In Reply to: What do I need to set up my first Thorens? posted by Brother GD on October 06, 2002 at 22:30:00:
For years I just followed the instructions in my Thorens user manual.And if you do follow the user manual setup procedure just as Thorens describes it, complete with the TP60 head shell alignment device, you will be somewhere in the alignment ball park and this won't harm your records.
The above picture shows the plastic alignment jig and assorted plastic mounting shims and steel screws. This comes standard with the TD160 MK 1 when you buy it new. The user manual shows you how to use it. The shims and screws can be purchased even now at : firstname.lastname@example.org The jig is NLA but can be found used occasionally on ebay and when you buy a used TD160 MK 1 from some of the more careful turntable owners still out there.
User manual available for download here:
However, if you'd like to get more accurate in your alignment geometry and achieve better sound with your TP16 Mk 1 tonearm, try the following:
1) Use a two point protractor that employs the Baerwald alignment theorem. A good example of this can be had when you buy the HFNRR test record. More about the test record later.
2) Get a cheap $20 Shure SFG-2 stylus pressure scale for setting VTF.
3) Print out the cartridge alignment tutorials that are available in the FAQ section at The Audio Asylum. Here:
Do read some of the articles listed in the turntable FAQ at Audio Asylum. There is a wealth of information there that answer most if not all questions that could possibly be imagined.

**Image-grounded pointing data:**
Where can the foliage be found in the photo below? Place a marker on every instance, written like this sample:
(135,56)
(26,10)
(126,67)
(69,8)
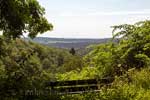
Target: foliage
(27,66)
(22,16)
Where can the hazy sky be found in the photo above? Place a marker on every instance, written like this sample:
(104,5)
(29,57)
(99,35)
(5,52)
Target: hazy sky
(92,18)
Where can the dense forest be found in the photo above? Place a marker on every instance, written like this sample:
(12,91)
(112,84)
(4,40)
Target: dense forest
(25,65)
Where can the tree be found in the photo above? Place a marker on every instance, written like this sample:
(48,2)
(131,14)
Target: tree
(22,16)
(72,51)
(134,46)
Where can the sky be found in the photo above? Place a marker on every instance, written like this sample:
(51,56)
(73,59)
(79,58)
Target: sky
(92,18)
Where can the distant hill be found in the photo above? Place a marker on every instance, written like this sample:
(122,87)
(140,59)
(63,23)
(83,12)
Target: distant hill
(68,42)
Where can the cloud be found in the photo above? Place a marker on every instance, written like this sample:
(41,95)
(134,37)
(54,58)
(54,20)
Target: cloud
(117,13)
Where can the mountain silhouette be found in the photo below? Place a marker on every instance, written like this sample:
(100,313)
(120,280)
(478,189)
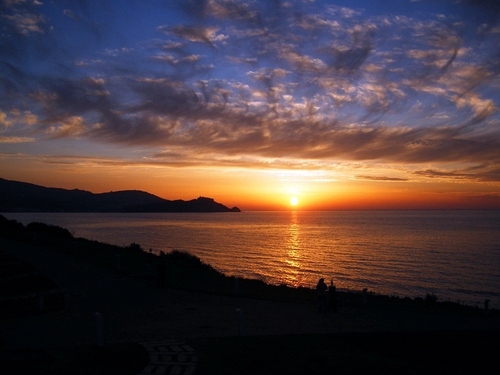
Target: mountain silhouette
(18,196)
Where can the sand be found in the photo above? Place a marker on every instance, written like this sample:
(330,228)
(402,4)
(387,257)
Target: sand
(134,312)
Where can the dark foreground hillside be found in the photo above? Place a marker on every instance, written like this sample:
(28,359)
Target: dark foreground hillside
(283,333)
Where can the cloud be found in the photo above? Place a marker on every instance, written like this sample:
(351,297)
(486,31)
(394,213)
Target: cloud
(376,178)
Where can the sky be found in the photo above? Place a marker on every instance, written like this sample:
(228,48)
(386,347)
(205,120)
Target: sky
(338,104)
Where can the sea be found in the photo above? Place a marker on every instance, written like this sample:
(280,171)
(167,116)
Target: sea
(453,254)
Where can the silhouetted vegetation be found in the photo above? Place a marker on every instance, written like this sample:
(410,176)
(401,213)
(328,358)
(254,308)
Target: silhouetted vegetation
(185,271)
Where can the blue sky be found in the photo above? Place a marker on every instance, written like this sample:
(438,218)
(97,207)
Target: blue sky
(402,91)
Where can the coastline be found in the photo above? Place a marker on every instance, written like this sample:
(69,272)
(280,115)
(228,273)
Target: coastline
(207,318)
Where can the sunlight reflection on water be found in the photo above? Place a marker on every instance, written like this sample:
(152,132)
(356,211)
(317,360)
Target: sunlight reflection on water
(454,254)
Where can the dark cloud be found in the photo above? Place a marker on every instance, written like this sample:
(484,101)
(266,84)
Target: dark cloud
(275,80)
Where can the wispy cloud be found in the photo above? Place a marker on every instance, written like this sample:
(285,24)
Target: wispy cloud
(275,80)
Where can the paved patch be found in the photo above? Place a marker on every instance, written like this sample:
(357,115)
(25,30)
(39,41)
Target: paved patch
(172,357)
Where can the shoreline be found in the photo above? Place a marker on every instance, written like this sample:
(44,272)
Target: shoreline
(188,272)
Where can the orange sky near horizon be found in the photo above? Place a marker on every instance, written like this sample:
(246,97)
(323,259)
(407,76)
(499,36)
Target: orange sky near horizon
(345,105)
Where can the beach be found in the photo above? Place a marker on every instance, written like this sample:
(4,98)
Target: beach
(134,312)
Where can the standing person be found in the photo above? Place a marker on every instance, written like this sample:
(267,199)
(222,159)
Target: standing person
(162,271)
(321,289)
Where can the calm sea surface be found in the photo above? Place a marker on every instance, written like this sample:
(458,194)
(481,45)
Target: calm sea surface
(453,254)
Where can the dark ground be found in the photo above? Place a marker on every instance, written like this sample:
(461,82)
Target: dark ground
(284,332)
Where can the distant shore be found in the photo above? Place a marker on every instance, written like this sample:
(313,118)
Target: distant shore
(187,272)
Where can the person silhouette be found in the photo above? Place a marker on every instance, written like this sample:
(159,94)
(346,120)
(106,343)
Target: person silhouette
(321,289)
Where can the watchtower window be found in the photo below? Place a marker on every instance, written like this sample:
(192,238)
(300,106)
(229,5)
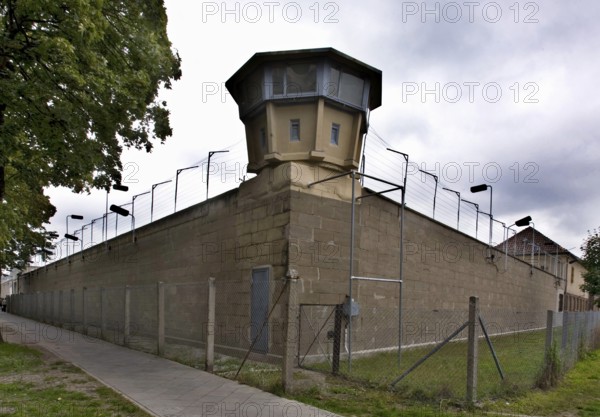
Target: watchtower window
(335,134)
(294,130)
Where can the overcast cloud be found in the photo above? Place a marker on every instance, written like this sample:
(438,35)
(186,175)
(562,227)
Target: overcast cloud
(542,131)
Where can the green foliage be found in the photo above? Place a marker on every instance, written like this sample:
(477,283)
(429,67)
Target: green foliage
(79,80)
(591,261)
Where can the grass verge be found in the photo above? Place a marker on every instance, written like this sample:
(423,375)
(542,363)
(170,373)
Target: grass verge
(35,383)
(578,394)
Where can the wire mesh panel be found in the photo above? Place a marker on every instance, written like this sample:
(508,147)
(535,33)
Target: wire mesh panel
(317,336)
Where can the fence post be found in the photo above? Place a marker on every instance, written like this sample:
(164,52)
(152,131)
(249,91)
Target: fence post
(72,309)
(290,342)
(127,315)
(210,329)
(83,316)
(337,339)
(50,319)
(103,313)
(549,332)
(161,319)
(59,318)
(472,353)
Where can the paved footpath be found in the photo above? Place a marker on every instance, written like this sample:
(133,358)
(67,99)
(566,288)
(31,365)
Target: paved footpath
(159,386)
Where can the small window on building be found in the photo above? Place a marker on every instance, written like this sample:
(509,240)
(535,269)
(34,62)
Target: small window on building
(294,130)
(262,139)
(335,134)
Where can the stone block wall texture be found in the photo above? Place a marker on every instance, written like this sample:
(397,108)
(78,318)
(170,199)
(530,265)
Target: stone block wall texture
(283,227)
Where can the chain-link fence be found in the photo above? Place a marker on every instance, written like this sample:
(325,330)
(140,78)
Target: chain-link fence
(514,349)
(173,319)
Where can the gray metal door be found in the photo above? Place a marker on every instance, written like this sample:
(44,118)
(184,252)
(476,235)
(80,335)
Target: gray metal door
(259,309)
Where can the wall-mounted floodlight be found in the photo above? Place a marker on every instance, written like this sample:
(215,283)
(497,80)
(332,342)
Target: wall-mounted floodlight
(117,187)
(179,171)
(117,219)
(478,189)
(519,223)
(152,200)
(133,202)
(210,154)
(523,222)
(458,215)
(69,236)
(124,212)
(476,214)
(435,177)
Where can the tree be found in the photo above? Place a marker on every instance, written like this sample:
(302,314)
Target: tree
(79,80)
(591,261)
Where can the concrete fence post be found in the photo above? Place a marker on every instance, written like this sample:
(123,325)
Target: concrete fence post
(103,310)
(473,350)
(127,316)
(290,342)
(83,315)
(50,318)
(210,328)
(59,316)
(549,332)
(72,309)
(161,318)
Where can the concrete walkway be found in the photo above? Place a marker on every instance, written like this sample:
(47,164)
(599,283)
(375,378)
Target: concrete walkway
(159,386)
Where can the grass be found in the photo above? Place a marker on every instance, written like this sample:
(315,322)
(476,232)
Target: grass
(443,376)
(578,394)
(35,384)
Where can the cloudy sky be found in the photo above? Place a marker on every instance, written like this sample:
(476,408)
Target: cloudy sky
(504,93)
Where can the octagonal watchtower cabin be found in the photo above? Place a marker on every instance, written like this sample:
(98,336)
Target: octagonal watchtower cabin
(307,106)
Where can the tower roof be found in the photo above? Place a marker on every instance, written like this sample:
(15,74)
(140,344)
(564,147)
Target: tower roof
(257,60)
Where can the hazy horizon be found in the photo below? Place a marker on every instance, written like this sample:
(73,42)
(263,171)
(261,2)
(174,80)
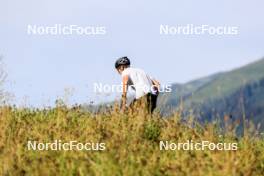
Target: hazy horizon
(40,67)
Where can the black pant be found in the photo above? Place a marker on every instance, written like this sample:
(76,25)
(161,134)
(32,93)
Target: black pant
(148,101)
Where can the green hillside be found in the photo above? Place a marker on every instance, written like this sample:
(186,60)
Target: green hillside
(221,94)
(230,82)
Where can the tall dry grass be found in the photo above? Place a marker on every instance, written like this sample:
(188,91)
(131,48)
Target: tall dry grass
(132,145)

**EXERCISE INSTRUCTIONS:** Write the next part of the forum reply about setting up a Thorens turntable, starting after its final sentence.

**REPLY:**
4) Do buy the HFNRR test record and use it once you've mounted and aligned your cartridge to the protractor and made preliminary settings for VTF and VTA. The test record will prove more accurate than the scale settings on your TP16 for setting anti-skate. This will also help you diagnose problems with your mounting and current condition of pivot bearings.
5) Review the Alignment FAQ here at The Analog Dept to get familiar with alignment terminology like VTF, VTA, Overhang, Effective Length, Pivot to Spindle distance, azimuth, SRA, etc.
6) The TD160 also requires occasional tuning and maintenance of the suspended platter/tonearm sub-chassis. There is another tutorial for this here: http://www.theanalogdept.com/susp_tim_bailey.htm
When sorting out a recently purchased used Thorens, I would most certainly look through the suspension to correct whatever errors exist there. One preliminary check would be to get a ruler and measure from the bottom of the outer platter rim to the top surface of the turntable at three points around the perimeter. If you find the distance to vary more than 1/8 inch, adjustment will be advisable and worth the effort.
7) If you don't live on a solid, concrete floor, get a wall shelf for your Thorens to stand on. The benefits will be obvious.
The TD160 is an old and inexpensive used turntable with very good build quality. When correctly tuned, it can offer extraordinary sound quality far beyond the price you paid, but it is also a turntable that needs to be "in tune" before it can do any of that.